START Raw data

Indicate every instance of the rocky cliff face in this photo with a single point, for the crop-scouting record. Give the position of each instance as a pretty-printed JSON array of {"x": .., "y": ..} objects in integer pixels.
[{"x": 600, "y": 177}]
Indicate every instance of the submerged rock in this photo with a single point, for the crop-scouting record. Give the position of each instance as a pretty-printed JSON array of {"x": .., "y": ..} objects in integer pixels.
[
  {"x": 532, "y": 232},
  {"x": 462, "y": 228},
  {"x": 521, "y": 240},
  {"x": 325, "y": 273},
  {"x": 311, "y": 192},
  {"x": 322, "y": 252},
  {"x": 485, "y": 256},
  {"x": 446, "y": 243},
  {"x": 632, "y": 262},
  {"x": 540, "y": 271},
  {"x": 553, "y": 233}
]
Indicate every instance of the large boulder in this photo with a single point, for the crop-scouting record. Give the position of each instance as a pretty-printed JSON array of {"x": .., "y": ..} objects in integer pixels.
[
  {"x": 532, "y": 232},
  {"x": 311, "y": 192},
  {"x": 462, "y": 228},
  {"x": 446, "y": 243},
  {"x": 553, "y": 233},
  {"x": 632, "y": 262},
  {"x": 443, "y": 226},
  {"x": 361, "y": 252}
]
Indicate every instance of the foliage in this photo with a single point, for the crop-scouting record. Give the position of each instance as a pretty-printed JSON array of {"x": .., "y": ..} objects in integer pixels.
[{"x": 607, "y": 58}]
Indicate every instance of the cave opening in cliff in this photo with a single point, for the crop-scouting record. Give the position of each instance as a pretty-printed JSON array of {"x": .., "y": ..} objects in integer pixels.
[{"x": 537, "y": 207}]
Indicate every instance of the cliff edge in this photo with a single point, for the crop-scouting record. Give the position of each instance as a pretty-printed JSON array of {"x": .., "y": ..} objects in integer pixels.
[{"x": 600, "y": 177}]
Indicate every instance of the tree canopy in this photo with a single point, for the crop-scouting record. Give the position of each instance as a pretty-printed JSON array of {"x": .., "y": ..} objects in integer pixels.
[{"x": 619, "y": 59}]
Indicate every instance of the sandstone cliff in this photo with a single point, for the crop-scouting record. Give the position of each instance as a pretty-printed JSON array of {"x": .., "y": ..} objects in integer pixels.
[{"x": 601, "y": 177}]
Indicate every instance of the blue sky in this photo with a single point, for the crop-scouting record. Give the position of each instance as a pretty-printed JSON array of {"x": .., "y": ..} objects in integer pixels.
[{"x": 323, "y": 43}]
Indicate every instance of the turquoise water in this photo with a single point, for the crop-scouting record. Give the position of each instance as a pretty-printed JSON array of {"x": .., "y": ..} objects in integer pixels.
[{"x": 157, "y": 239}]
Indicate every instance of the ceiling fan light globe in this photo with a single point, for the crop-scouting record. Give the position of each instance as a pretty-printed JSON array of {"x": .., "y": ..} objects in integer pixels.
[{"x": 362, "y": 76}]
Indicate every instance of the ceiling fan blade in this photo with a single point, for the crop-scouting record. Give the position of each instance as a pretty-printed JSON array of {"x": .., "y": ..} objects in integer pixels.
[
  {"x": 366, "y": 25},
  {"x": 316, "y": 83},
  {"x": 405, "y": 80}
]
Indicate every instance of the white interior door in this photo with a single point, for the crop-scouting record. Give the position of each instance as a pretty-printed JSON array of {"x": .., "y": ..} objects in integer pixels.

END Raw data

_Exercise objective:_ Repeat every record, exactly as written.

_Solved exercise:_
Indicate every instance of the rocky cliff face in this photo with a single point, for the crop-scouting record. Give the position of each instance as a pretty-printed JSON array of {"x": .., "y": ..} objects in integer pixels.
[{"x": 600, "y": 177}]
Indicate every instance of the submerged rock in this photo with a single point, for the crop-scouting record. Give the position of each instance as a pretty-printed JSON array of {"x": .., "y": ..} objects in integer pixels.
[
  {"x": 532, "y": 232},
  {"x": 462, "y": 228},
  {"x": 521, "y": 240},
  {"x": 325, "y": 273},
  {"x": 311, "y": 192},
  {"x": 322, "y": 252},
  {"x": 485, "y": 256},
  {"x": 446, "y": 243},
  {"x": 632, "y": 262},
  {"x": 540, "y": 271},
  {"x": 553, "y": 233}
]
Indicate every instance of the large boulder in this photo with a single point, for the crop-scouting record. Give the position of each instance as a pretty-printed JSON array of {"x": .., "y": ..} objects in integer pixels.
[
  {"x": 532, "y": 232},
  {"x": 311, "y": 192},
  {"x": 462, "y": 228},
  {"x": 446, "y": 243},
  {"x": 553, "y": 233},
  {"x": 632, "y": 262},
  {"x": 443, "y": 226},
  {"x": 361, "y": 252}
]
Indicate every instance of the foliage in this photo with a single point, for the crop-scouting record. Give the position of each instance as a pretty-printed JSON array of {"x": .., "y": ..} objects in integer pixels.
[{"x": 607, "y": 58}]
Indicate every instance of the cave opening in cliff in this photo with a single point, for the crop-scouting record. Give the position of each instance as a pretty-printed JSON array of {"x": .., "y": ..} objects in integer pixels.
[{"x": 537, "y": 207}]
Indicate every instance of the cliff edge in this photo with a single point, for the crop-scouting record. Give the position of each instance as a pretty-printed JSON array of {"x": .., "y": ..} objects in integer pixels.
[{"x": 600, "y": 177}]
Indicate every instance of the tree canopy in this photo with a single point, for the crop-scouting record. Give the position of each instance as a pretty-printed JSON array of {"x": .., "y": ..} objects in integer pixels.
[{"x": 619, "y": 59}]
Indicate every instance of the sandstone cliff in this photo with a single point, for the crop-scouting record. Give the position of each instance as a pretty-printed JSON array of {"x": .., "y": ..} objects in integer pixels.
[{"x": 601, "y": 177}]
Indicate every instance of the blue sky in this photo with a single point, for the crop-scouting record. Give the position of each instance as a pretty-printed JSON array of {"x": .., "y": ..} objects in integer pixels.
[{"x": 323, "y": 43}]
Indicate every instance of the turquoise water in this photo with a single point, for the crop-scouting record. Give the position of each instance as a pretty-printed JSON array of {"x": .., "y": ..} objects in integer pixels.
[{"x": 157, "y": 239}]
Indicate every instance of the ceiling fan light globe in this photo with a single point, for the crop-scouting record. Give the position of each instance as a pretty-printed JSON array of {"x": .., "y": ..} objects in integer pixels.
[{"x": 362, "y": 76}]
Indicate every instance of the ceiling fan blade in this photo with a single point, for the crop-scouting record. Give the position of each instance as a pretty-printed JSON array of {"x": .., "y": ..} objects in integer pixels.
[
  {"x": 366, "y": 25},
  {"x": 316, "y": 83},
  {"x": 405, "y": 80}
]
Indicate every instance of the white interior door in this photo with a single point, for the crop-scouting record. Give the position of each instance as a pretty-printed JSON array of {"x": .., "y": ..} objects in integer pixels.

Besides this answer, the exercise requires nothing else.